▼

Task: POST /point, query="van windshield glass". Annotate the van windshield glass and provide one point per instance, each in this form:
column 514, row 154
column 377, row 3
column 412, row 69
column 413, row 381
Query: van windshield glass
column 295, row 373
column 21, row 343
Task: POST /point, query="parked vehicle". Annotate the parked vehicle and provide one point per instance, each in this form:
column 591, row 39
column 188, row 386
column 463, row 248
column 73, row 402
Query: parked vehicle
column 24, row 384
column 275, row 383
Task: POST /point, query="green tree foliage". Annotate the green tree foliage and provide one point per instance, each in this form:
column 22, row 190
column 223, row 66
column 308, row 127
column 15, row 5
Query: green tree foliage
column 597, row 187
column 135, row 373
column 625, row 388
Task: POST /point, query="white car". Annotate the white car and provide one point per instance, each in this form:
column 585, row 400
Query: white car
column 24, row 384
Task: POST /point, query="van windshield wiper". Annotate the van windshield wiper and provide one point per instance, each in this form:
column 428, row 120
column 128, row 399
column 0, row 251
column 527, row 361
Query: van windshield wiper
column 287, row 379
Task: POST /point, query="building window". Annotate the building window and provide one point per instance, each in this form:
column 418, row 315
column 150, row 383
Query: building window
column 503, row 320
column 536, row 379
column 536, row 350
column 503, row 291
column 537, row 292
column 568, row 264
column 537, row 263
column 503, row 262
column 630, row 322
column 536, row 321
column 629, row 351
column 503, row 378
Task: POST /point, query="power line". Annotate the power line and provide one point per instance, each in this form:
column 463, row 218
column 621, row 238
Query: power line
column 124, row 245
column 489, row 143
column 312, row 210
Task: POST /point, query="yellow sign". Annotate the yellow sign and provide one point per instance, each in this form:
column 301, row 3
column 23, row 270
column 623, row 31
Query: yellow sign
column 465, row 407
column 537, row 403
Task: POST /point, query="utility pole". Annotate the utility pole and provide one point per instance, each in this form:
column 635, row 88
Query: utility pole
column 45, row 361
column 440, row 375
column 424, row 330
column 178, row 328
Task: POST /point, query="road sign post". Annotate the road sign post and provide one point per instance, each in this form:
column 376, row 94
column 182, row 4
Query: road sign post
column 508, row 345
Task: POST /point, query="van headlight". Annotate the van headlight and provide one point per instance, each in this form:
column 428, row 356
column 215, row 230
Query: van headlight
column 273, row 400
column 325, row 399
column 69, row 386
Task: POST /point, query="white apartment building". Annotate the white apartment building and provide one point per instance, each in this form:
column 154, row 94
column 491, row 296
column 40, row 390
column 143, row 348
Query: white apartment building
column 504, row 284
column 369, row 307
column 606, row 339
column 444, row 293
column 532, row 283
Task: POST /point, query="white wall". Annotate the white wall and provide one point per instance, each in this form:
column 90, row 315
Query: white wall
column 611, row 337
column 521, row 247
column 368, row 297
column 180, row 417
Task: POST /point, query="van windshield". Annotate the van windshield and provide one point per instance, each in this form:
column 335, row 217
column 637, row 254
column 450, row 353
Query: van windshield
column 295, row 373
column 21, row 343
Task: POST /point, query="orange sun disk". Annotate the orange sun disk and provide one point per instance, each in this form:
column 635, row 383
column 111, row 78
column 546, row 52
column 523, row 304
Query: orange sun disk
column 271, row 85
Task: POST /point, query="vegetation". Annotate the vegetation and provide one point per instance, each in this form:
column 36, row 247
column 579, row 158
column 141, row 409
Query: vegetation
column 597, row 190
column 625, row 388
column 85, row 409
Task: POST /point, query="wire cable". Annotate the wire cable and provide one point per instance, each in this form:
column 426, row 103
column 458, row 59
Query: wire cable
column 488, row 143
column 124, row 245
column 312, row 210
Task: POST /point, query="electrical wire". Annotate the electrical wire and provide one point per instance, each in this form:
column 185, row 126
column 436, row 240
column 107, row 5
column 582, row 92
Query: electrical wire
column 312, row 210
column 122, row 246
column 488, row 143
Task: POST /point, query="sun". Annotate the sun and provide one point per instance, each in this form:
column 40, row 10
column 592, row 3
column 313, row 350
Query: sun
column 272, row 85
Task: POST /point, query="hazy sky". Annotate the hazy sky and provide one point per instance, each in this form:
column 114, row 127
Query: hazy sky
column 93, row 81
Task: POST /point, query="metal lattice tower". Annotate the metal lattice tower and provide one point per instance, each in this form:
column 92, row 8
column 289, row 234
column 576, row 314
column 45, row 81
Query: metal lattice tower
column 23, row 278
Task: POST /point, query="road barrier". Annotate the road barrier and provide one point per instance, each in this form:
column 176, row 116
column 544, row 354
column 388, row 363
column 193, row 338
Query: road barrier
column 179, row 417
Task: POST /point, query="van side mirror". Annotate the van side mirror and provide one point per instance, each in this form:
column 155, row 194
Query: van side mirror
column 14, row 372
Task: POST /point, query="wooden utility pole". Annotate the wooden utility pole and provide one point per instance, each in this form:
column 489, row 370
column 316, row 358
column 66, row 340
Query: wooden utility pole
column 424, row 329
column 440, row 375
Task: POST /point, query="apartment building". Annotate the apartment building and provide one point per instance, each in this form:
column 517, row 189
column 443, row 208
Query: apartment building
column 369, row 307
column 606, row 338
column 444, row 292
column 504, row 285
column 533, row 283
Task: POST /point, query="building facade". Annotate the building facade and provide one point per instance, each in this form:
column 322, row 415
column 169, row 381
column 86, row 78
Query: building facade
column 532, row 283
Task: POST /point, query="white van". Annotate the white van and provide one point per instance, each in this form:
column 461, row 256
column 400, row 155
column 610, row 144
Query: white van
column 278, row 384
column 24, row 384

▲

▶ EXERCISE DIRECTIONS
Give back the listing exactly, please, from its first line to the line containing "column 150, row 383", inclusive, and nothing past that line.

▶ ANSWER SECTION
Task: POST /point, query="van windshield glass". Annotate the van windshield glass and provide one point per instance, each in this form:
column 514, row 154
column 377, row 3
column 412, row 69
column 413, row 381
Query: van windshield glass
column 295, row 373
column 21, row 343
Task: POST /point, query="parked vehicle". Annotate the parked vehicle and provide one point per instance, each in this form:
column 591, row 39
column 188, row 386
column 463, row 248
column 73, row 402
Query: parked vehicle
column 24, row 384
column 275, row 383
Task: POST /point, query="green tree foliage". Annotate the green tree foliage and provide one point per instance, each in this form:
column 22, row 190
column 223, row 66
column 308, row 127
column 15, row 5
Query: green tree foliage
column 597, row 187
column 135, row 373
column 625, row 388
Task: POST /point, query="white car". Annotate the white car and provide one point per instance, each in this form:
column 585, row 400
Query: white car
column 24, row 384
Task: POST /point, query="van windshield wiper". Annotate the van windshield wiper and provide one point per instance, each in this form:
column 428, row 120
column 128, row 399
column 0, row 251
column 527, row 361
Query: van windshield wiper
column 287, row 379
Task: POST /point, query="building window". Annotate the building window and provide one point per instance, each in this form:
column 418, row 315
column 150, row 383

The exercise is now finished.